М.СОКОЛОВ: Кстати, к теме Сепаратного мира. Как вы смотрите на такой сюжет – все эти разговоры о сепаратном мире, якобы царизм вел сепаратные переговоры, - похоже, здесь реальной подоплеки нет. А сюжет с Австро-Венгрией, когда сменился император и действительно велись переговоры о выборе Австро-Венгрии из Войны, и помешала Италия, - это действительно была такая реальность, - что Австро-Венгрия могла первой выйти из войны в 17 году, а не Россия?
В.АВДЕЕВ: Разумеется, возможность такая была. Но здесь необходимо учитывать, что была масса факторов внутри самой Австро-Венгрии, которые определяли этот сюжет. Конечно, внешнее давление со стороны союзников могло в итоге сработать. Но дело в том, что Австро-Венгрия очень сильно привязала себя к Германии, здесь уже была взаимозависимость Германии и Австро-Венгрии. Если уходил кто-то один, то это мгновенно крушение всей этой конструкции Четвертного союза. Разумеется, это обсуждалось, это присутствует в воспоминаниях австрийского министра иностранных дел, он об этом пишет.

▶ **Список заданий**
a – Перепишите фрагмент беседы о сепаратном мире, заменив "Италия" на "Франция". Начните со слов "М.СОКОЛОВ: Кстати, к" и закончите словами "а не Россия?".
b – Ответьте на вопросы по беседе о сепаратном мире.
(i) Какая страна, по словам Соколова, помешала переговорам о выходе Австро-Венгрии из войны?
(ii) К какой стране, по словам Авдеева, Австро-Венгрия очень сильно привязала себя?
(iii) В чьих воспоминаниях, по словам Авдеева, присутствует обсуждение этого сюжета?
c – Продолжите беседу о сепаратном мире, начав сразу после последней реплики Авдеева.
Приведённые далее строки взяты из другого источника.

▶ **Содержимое набора данных**
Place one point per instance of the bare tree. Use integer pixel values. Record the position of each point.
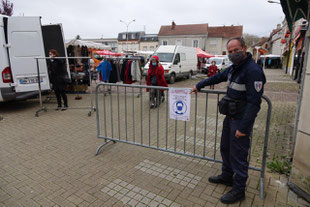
(6, 8)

▶ **Ответы по порядку**
a –
М.СОКОЛОВ: Кстати, к теме Сепаратного мира. Как вы смотрите на такой сюжет – все эти разговоры о сепаратном мире, якобы царизм вел сепаратные переговоры, - похоже, здесь реальной подоплеки нет. А сюжет с Австро-Венгрией, когда сменился император и действительно велись переговоры о выборе Австро-Венгрии из Войны, и помешала Франция, - это действительно была такая реальность, - что Австро-Венгрия могла первой выйти из войны в 17 году, а не Россия?

b –
(i) Италия.
(ii) К Германии.
(iii) В воспоминаниях австрийского министра иностранных дел.

c –
Но в том-то и дело, что решили и дальше воевать. Потому что германская военная машина еще работала, и в это время Лендендорф и Генденбург, которые фактически создали военную диктатуру в германской империи, они четко дали понять своим визави из Австро-Венгрии, что никаких сепаратных переговоров быть не может, мы будем воевать до конца.
М.СОКОЛОВ: И Италия заявила территориальные претензии слишком большие, чтобы Австро-Венгрия могла на это согласиться.
В.АВДЕЕВ: Разумеется. Здесь целый комплекс проблем, как обычно, и нет возможности определить одну причину.
М.СОКОЛОВ: Если представить гипотетическую победу Антанты в 1917 г., где-нибудь в сентябре, что бы получила Россия именно в 17-м году, уже уставшая от войны Россия, которая уже не может воевать, но, тем не менее, в стане победителей?
В.АВДЕЕВ: Ну, это мы уже вторгаемся на сторону альтернативной истории.
М.СОКОЛОВ: Тем не менее.
В.АВДЕЕВ: Если поупражняться интеллектом, то можно увидеть, что, скорее всего, Россия занимает Босфор и Дарданеллы, хотя здесь сразу возникает целый комплекс очень конфликтных ситуаций, связанных с Грецией, Болгарией. Болгария будет в стане побежденных, тем не менее, она рядом с проливами.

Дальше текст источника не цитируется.